Pick out each line in the data below that contains the word "window" and copy those lines in full.

begin Records shown

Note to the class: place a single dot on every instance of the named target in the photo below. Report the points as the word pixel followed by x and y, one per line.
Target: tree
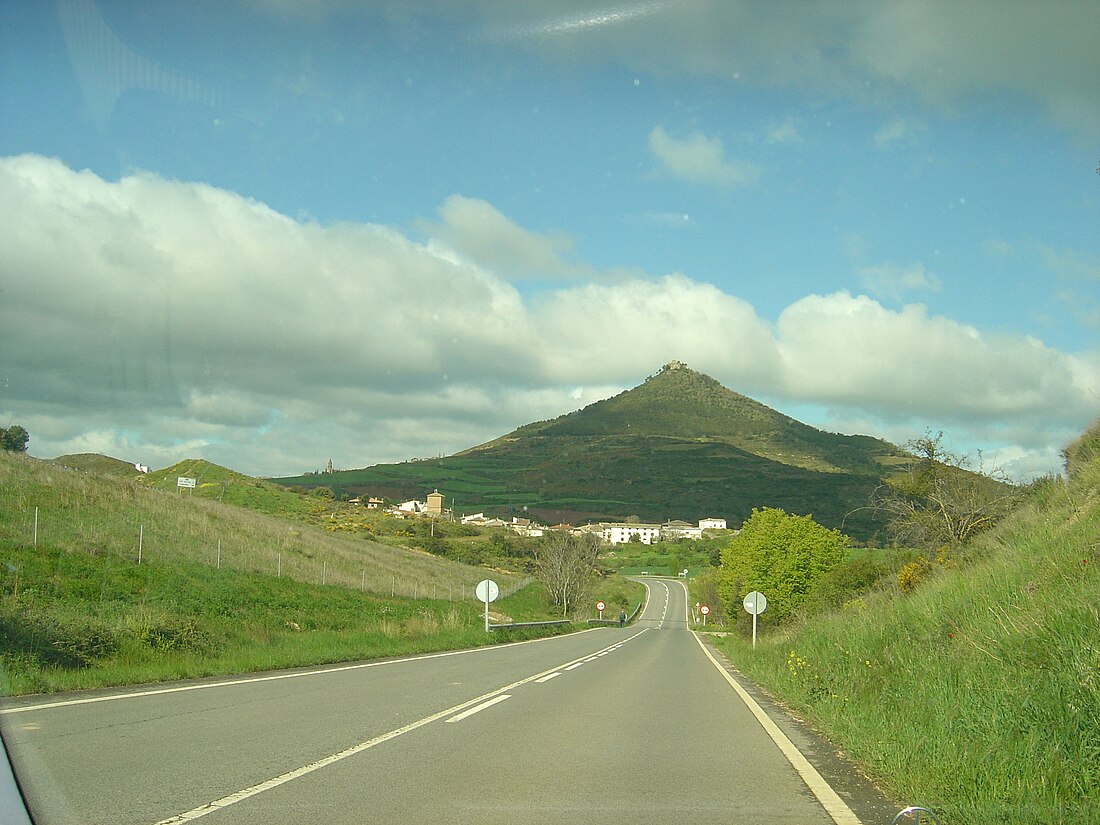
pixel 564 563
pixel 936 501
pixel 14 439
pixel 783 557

end Records shown
begin Records shown

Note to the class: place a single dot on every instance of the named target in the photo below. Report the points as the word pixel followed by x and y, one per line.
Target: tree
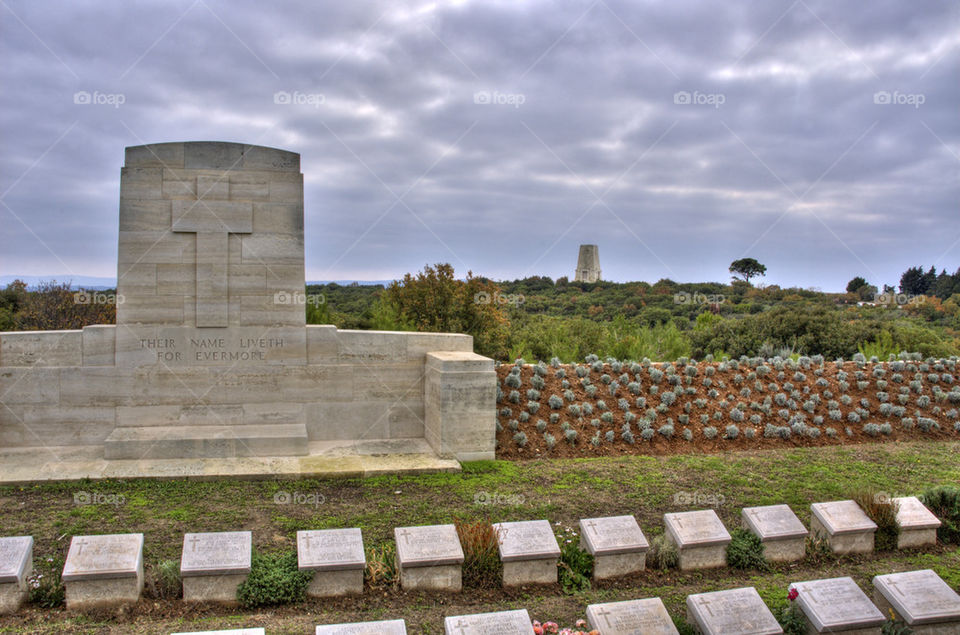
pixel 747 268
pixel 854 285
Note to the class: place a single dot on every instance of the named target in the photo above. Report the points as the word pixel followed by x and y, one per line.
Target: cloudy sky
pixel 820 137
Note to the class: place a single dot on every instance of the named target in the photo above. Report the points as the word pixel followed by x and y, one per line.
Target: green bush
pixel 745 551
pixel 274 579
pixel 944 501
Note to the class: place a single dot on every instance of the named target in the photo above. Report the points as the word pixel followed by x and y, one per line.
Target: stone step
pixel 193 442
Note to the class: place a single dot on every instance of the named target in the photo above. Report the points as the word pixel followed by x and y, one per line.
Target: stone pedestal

end Records shown
begin Records shown

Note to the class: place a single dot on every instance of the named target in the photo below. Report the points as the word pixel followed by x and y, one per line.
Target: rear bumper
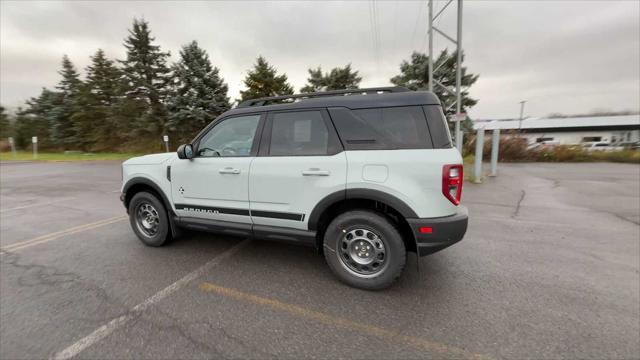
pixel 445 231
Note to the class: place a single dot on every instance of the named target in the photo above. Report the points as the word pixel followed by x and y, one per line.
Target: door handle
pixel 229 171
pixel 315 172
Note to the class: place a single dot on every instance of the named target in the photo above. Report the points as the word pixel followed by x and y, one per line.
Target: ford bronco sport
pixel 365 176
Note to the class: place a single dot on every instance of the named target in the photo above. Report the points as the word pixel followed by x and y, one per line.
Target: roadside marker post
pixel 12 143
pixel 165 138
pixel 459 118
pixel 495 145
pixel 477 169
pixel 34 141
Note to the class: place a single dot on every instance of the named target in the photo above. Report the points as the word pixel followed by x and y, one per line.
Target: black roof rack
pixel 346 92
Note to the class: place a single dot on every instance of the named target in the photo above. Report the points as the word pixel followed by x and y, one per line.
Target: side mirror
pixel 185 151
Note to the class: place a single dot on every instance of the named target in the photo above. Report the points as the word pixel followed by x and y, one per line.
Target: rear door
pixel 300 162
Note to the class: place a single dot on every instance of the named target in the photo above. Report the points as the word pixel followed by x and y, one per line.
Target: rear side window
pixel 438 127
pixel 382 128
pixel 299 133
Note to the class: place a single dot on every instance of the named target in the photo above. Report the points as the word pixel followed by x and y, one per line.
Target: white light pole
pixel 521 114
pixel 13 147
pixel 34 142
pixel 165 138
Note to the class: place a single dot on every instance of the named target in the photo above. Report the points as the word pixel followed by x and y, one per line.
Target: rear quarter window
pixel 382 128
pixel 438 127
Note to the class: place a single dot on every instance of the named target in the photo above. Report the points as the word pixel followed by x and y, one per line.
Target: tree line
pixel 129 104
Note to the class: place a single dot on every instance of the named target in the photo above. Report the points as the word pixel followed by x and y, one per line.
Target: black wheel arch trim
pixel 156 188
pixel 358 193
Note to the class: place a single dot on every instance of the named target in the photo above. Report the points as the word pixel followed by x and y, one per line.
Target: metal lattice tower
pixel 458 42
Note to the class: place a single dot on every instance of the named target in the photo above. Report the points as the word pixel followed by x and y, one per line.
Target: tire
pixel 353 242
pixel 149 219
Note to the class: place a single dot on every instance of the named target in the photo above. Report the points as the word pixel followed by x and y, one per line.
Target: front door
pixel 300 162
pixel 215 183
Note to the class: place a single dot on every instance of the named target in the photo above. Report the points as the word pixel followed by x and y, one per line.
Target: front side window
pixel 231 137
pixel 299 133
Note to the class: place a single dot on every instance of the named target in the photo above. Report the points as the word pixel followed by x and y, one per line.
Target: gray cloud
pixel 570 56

end Records shown

→ **The solution**
Target: rear side window
Target: rear quarter window
Target: front side window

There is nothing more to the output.